• [What is expected]: Every line of the records counts; transcribe each one exactly.
Available data section start
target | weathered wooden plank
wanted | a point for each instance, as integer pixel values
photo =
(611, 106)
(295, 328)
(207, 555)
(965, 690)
Available data section end
• [Solution for this task]:
target | weathered wooden plank
wanted | a point for each instance, as integer pixel values
photo =
(611, 106)
(295, 328)
(207, 555)
(965, 690)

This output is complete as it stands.